• _Défi 1_
Recopiez le texte sur le silence depuis « Septembre 2020 » jusqu'à « et à l'équilibre. » inclus.
• _Défi 2_
D'après le texte sur le silence, répondez brièvement :
(a) Combien de secondes de silence sont proposées à l'écoute au début ?
(b) En quelle année George Prochnik a-t-il publié son livre ?
(c) Quel est le titre anglais de ce livre ?

• _Texte fourni_
# # #

Septembre 2020
Et si le Silence était une des façons dont Dieu parle à l'humain!
Je vous fais écouter, pour commencer, 180
secondes de silence!
...
Le silence
n'est pas d'abord un thème mystique. Il est
d'abord une réalité humaine profondément
liée à la conscience et à l'équilibre.
Un
grand journaliste américain, George
Prochnik, a publié en 2011 un livre sous le
titre In Pursuit of Silence: En quête de
silence! Il a donné un sous-titre :
Listening for Meaning in a world of Noise ce
qu'il faut traduire par une paraphrase car
l'anglo-américain bien ficelé ne peut se
traduire aisément ici, je suggère: Tendre
l'oreille à la Signification dans un monde
bruyant ou encore: Écouter pour trouver du
Sens dans un monde de bruit !

# # #

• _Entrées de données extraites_
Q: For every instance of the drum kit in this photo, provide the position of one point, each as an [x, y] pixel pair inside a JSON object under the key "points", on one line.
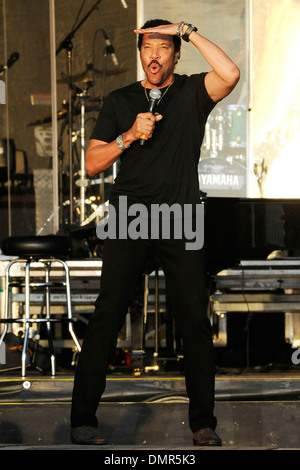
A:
{"points": [[87, 198]]}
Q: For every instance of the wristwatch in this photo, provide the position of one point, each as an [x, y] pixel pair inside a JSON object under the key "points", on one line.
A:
{"points": [[190, 29]]}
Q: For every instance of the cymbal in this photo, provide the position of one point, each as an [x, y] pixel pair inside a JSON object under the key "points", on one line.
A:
{"points": [[63, 113], [91, 75]]}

# # #

• _Réponse 1_
Septembre 2020
Et si le Silence était une des façons dont Dieu parle à l'humain!
Je vous fais écouter, pour commencer, 180
secondes de silence!
...
Le silence
n'est pas d'abord un thème mystique. Il est
d'abord une réalité humaine profondément
liée à la conscience et à l'équilibre.

• _Réponse 2_
(a) 180 secondes.
(b) En 2011.
(c) In Pursuit of Silence.